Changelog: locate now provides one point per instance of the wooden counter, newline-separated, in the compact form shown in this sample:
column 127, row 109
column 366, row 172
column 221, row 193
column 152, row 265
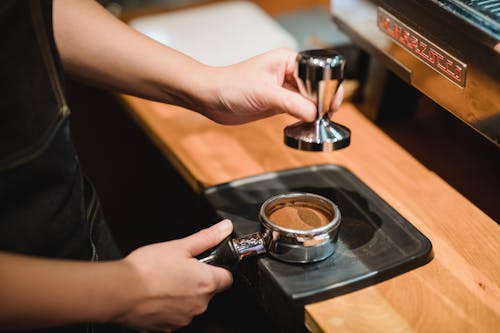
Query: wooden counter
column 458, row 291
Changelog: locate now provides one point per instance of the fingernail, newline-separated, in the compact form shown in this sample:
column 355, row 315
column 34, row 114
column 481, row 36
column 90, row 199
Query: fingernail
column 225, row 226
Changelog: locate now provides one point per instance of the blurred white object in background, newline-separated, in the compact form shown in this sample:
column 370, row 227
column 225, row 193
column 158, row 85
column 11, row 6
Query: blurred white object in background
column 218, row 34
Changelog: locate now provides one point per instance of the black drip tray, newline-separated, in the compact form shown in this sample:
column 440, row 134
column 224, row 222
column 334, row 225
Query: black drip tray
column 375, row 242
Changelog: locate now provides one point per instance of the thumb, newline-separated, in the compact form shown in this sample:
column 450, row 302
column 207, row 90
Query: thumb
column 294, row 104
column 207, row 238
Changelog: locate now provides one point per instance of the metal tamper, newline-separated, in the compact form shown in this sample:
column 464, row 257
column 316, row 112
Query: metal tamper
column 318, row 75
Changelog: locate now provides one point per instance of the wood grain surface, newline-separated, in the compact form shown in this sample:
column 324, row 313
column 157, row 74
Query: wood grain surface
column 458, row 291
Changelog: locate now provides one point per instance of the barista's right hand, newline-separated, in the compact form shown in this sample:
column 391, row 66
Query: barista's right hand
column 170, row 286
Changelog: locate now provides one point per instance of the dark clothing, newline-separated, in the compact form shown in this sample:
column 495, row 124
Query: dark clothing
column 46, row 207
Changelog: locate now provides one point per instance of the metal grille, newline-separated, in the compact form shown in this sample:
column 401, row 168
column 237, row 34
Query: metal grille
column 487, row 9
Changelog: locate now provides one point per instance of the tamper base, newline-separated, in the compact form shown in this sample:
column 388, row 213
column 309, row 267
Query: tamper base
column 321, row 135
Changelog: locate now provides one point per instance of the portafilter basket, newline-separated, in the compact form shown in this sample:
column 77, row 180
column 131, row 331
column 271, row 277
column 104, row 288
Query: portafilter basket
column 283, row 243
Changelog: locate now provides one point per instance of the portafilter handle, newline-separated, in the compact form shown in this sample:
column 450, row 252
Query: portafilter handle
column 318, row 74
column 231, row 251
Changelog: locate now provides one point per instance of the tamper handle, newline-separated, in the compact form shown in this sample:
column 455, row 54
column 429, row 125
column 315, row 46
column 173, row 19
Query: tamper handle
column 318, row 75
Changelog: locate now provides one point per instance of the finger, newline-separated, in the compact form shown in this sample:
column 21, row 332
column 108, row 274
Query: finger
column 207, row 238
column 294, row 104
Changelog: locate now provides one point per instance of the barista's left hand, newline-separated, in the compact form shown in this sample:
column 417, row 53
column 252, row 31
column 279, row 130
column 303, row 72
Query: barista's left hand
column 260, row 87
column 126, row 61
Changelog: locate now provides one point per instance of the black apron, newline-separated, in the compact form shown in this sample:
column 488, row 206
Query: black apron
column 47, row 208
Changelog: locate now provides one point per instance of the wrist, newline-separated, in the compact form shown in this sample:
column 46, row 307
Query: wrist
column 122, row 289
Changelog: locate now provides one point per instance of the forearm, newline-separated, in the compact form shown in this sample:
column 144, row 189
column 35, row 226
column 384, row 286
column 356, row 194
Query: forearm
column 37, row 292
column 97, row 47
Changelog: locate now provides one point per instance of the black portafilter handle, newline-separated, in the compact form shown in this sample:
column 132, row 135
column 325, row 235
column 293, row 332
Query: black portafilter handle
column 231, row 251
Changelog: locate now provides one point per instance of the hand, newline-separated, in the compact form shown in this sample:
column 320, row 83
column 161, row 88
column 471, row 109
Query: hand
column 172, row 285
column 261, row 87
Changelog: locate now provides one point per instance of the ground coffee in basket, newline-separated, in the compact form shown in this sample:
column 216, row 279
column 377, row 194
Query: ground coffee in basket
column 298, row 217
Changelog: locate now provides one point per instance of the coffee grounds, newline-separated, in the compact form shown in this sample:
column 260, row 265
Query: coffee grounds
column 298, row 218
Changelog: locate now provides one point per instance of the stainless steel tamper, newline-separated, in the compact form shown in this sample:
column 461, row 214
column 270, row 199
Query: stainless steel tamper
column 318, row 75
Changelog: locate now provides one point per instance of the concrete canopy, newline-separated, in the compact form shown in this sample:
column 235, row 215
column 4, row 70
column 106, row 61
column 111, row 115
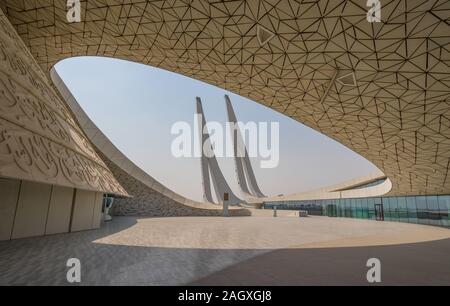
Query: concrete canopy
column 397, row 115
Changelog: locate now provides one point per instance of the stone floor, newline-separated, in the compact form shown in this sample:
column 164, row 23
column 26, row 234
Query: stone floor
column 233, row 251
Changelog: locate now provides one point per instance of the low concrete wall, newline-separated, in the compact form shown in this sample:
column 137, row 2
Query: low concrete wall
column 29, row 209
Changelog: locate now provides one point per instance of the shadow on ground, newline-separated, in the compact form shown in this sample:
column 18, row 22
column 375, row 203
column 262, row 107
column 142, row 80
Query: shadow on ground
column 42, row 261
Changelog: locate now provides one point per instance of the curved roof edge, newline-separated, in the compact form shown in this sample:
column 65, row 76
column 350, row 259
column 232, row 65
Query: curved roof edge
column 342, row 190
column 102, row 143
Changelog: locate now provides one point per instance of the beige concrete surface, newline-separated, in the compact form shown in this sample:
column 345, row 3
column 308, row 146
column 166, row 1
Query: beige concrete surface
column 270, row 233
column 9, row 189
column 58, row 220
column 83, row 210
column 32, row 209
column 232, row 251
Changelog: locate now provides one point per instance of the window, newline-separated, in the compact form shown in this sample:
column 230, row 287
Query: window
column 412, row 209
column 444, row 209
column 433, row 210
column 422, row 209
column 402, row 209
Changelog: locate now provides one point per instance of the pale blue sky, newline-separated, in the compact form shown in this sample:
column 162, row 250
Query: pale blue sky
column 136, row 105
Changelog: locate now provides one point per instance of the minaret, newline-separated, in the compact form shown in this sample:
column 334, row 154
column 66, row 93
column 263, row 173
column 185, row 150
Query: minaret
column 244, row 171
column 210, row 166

# # # # # # #

◆ Exercise instructions
Output every entry above exactly as written, but omit the pictures.

◆ Solution to the exercise
Changelog: locate now provides one point per instance of the wooden counter, newline-separated, in the compact form shown in this sample:
column 127, row 109
column 366, row 172
column 221, row 193
column 152, row 265
Query: wooden counter
column 458, row 291
Changelog: locate now provides one point per instance of the fingernail, newline-separated, in the compact form shown in this sample:
column 355, row 315
column 34, row 114
column 481, row 36
column 90, row 199
Query: fingernail
column 225, row 226
Changelog: locate now provides one point per instance of the blurred white object in background, newline-separated, in the compact form shown in this sample:
column 370, row 227
column 225, row 193
column 158, row 85
column 11, row 6
Query: blurred white object in background
column 218, row 34
Changelog: locate now provides one point per instance of the black drip tray, newline-separated, in the compact form shown in this sample:
column 440, row 134
column 224, row 222
column 334, row 225
Query: black drip tray
column 375, row 242
Changelog: locate now provides one point per instance of the thumb, newline-separated, in the compact form shown in this sample:
column 450, row 302
column 207, row 90
Query: thumb
column 294, row 104
column 207, row 238
Changelog: locate now provides one point per instance of the metal tamper, newline-separated, in the compact form shown in this sample:
column 464, row 257
column 316, row 112
Query: metal tamper
column 318, row 75
Changelog: locate now provides one point per instance of the wood grain surface, newline-separated, in the compact form shown in this sample:
column 324, row 313
column 157, row 74
Query: wood grain surface
column 458, row 291
Changelog: locate now provides one point per instance of the barista's right hand, newline-separated, in the compact form shown in this sample:
column 391, row 66
Query: barista's right hand
column 170, row 286
Changelog: locate now provides one point per instance of the dark clothing, newline-separated, in the compact form shown in this sample:
column 495, row 124
Query: dark clothing
column 46, row 207
Changelog: locate now provides one point per instance of the metal grille, newline-separated, in the compact form shown in this sample:
column 401, row 168
column 237, row 34
Query: metal grille
column 487, row 9
Changelog: locate now provides one point per instance of the tamper base, newline-separated, in the compact form shown in this sample:
column 388, row 213
column 309, row 267
Query: tamper base
column 321, row 135
Changelog: locate now provides one point per instance of the portafilter basket, newline-separated, in the compact form shown in this sample:
column 77, row 180
column 131, row 331
column 271, row 277
column 104, row 288
Query: portafilter basket
column 283, row 243
Changelog: locate now provides one point per instance of the portafilter handle, newline-separated, in the compact form shown in this sample:
column 450, row 252
Query: portafilter handle
column 318, row 74
column 231, row 251
Changelog: locate now provides one point per instance of the tamper handle, newline-separated, in the compact form shown in this sample:
column 455, row 54
column 429, row 125
column 315, row 46
column 173, row 19
Query: tamper handle
column 318, row 75
Changelog: locate now provides one point per instance of the finger, newline-separated, in the compact form shown in this sample:
column 21, row 332
column 108, row 274
Query: finger
column 207, row 238
column 294, row 104
Changelog: locate now provides one point per instance of the barista's left hand, newline-separated, in the compact form shown in this sample:
column 417, row 53
column 252, row 31
column 279, row 130
column 303, row 72
Query: barista's left hand
column 260, row 87
column 126, row 61
Changelog: locate now provides one point per instance of the black apron, newline-separated, in the compact form shown in this sample:
column 488, row 206
Query: black apron
column 47, row 208
Changelog: locate now provides one point per instance of the wrist, newline-separated, in the compact form shown in this sample:
column 46, row 307
Query: wrist
column 122, row 289
Changelog: locate now provides one point per instance of the forearm, newline-separated, in the compact form shown in this sample:
column 144, row 189
column 35, row 226
column 384, row 286
column 356, row 194
Query: forearm
column 37, row 292
column 97, row 47
Changelog: locate now provides one point per instance of the black portafilter handle, newline-separated, in the compact form shown in this sample:
column 132, row 135
column 325, row 235
column 293, row 332
Query: black portafilter handle
column 231, row 251
Changelog: locate now provides one point per instance of the hand, newline-separated, in the compact form shown in this sample:
column 320, row 83
column 161, row 88
column 471, row 109
Query: hand
column 172, row 285
column 261, row 87
Changelog: locate now provides one point per instance of the ground coffee in basket, newline-separated, in the compact form shown in this sample:
column 216, row 279
column 377, row 194
Query: ground coffee in basket
column 298, row 217
Changelog: locate now provides one point per instance of the coffee grounds, newline-separated, in the compact form shown in this sample:
column 260, row 265
Query: coffee grounds
column 298, row 218
Changelog: locate now provides one point per instance of the stainless steel tamper, newline-separated, in the compact form shown in this sample:
column 461, row 214
column 270, row 199
Query: stainless steel tamper
column 318, row 75
Changelog: locate now provides one point per instance of the concrete canopy, newline-separated, in the compact form shown in this sample:
column 235, row 215
column 4, row 70
column 106, row 61
column 111, row 115
Query: concrete canopy
column 397, row 115
Changelog: locate now provides one point per instance of the stone floor, newline-separated, in the compact form shown in this sample:
column 164, row 23
column 26, row 234
Query: stone floor
column 233, row 251
Changelog: locate now provides one point per instance of the low concrete wall, newline-separated, in the compact form shown in this sample:
column 137, row 2
Query: low concrete wall
column 29, row 209
Changelog: locate now provides one point per instance of the shadow on ground, newline-separated, in the compact form shown in this sample:
column 18, row 22
column 375, row 203
column 262, row 107
column 142, row 80
Query: shadow on ground
column 42, row 261
Changelog: locate now provides one point per instance of the curved roof edge, newline-separated, in the compact form shown in this sample:
column 65, row 76
column 350, row 259
column 232, row 65
Query: curved roof edge
column 342, row 190
column 102, row 143
Changelog: locate now provides one point per instance of the beige concrete surface, newline-separated, in the compact form shown in this sample:
column 345, row 3
column 308, row 146
column 166, row 1
Query: beige concrete surface
column 270, row 233
column 9, row 189
column 58, row 220
column 83, row 210
column 32, row 209
column 232, row 251
Changelog: locate now provides one point per instance of the window, newline-separated, in the compact form shown in this sample:
column 230, row 287
Query: window
column 412, row 209
column 444, row 209
column 433, row 210
column 422, row 209
column 402, row 209
Changelog: locate now provides one point per instance of the pale blue sky, newline-separated, in the compact form shown in this sample:
column 162, row 250
Query: pale blue sky
column 136, row 105
Changelog: locate now provides one point per instance of the minaret, newline-separated, in the compact form shown in this sample:
column 334, row 154
column 66, row 93
column 263, row 173
column 185, row 150
Query: minaret
column 244, row 171
column 210, row 166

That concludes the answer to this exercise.